Extrait de page:

------------------------------------------------------------------------

Avis sur la santé publique et la coopération internationale dans le contexte de la Covid-19

JurisdictionFrance
Publication au Gazette officielJORF n°0260 du 25 octobre 2020
Record NumberJORFTEXT000042461212
CourtCOMMISSION NATIONALE CONSULTATIVE DES DROITS DE L'HOMME
Date de publication25 octobre 2020

(Assemblée plénière - 15 octobre 2020 - Adoption : 37 voix pour, et cinq abstentions)
Sommaire

Introduction
I. - Le surgissement de la crise de la Covid-19 et la nécessité d'une action internationale rapide et coordonnée
II. - Garantir un accès sûr, équitable et universel aux diagnostics, aux traitements et aux vaccins
III. - Un nouvel équilibre à rechercher entre impératifs de santé et règles du commerce international pour les biens de santé
IV. - L'indispensable renforcement des systèmes de santé et du système de sécurité sanitaire mondial
V. - OMS : les enseignements de la gestion de la crise sanitaire
VI. - Bâtir l'Europe de la santé et une souveraineté stratégique
VII. - Actions spécifiques en faveur des pays les plus vulnérables
VIII. - L'effectivité des droits de l'homme en particulier des droits sociaux
IX. - Réfugiés, personnes déplacées, migrants
X. - Traite des êtres humains et formes contemporaines d'esclavage
Liste des recommandations

Introduction

1. Alors que, dans la mobilisation collective pour lutter contre la pandémie de la Covid-19, la santé est devenue une priorité nationale et internationale, la notion même d'un " droit à la santé " (1) a été quelque peu éclipsée dans sa dimension juridique face au discours scientifique et à l'urgence de terrain. Le droit est apparu trop souvent comme une simple contrainte formelle, dans une situation de nécessité qui suffisait à légitimer la décision politique. Pourtant, un cadre juridique particulièrement développé a été mis en place depuis la seconde guerre mondiale, aussi bien sur le plan interne qu'à l'échelle internationale pour consacrer pleinement le droit à la santé, en tant que droit fondamental de la personne humaine. La santé est tout à la fois un droit individuel et un bien collectif, dans une interaction permanente de droits et de responsabilités. Il importe de rendre sa place cardinale à ce droit, au lieu de le considérer comme un acquis allant de soi, alors que la pandémie a démontré notre fragilité individuelle et notre vulnérabilité collective.

------------------------------------------------------------------------

Entrées fournies:
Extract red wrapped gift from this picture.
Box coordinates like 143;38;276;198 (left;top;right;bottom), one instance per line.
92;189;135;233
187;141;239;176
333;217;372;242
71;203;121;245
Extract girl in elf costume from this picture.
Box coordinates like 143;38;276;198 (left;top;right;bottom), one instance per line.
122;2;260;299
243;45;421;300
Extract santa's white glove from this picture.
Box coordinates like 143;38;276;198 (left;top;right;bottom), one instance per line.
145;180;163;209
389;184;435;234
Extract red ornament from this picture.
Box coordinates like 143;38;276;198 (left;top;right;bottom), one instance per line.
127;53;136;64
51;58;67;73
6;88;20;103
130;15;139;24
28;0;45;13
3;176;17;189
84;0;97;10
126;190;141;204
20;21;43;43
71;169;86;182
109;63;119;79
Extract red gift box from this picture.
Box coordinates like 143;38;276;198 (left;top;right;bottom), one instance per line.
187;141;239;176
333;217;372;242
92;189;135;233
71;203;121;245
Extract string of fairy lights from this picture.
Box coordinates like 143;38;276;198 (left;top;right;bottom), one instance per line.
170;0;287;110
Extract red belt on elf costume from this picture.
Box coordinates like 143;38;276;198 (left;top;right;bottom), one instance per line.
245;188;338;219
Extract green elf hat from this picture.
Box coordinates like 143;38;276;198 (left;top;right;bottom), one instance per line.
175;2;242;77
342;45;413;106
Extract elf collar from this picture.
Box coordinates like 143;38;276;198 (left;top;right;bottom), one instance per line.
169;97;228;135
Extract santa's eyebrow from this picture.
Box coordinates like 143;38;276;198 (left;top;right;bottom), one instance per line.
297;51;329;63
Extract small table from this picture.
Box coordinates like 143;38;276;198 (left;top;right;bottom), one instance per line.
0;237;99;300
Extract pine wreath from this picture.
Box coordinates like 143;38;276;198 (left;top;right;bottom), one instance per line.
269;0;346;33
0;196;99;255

------------------------------------------------------------------------

Travail à réaliser: Reproduisez fidèlement le passage de l'avis sur la santé publique qui commence à « JurisdictionFrance » et se termine à « et cinq abstentions) ».

Réponse ci-dessous:
JurisdictionFrance
Publication au Gazette officielJORF n°0260 du 25 octobre 2020
Record NumberJORFTEXT000042461212
CourtCOMMISSION NATIONALE CONSULTATIVE DES DROITS DE L'HOMME
Date de publication25 octobre 2020

(Assemblée plénière - 15 octobre 2020 - Adoption : 37 voix pour, et cinq abstentions)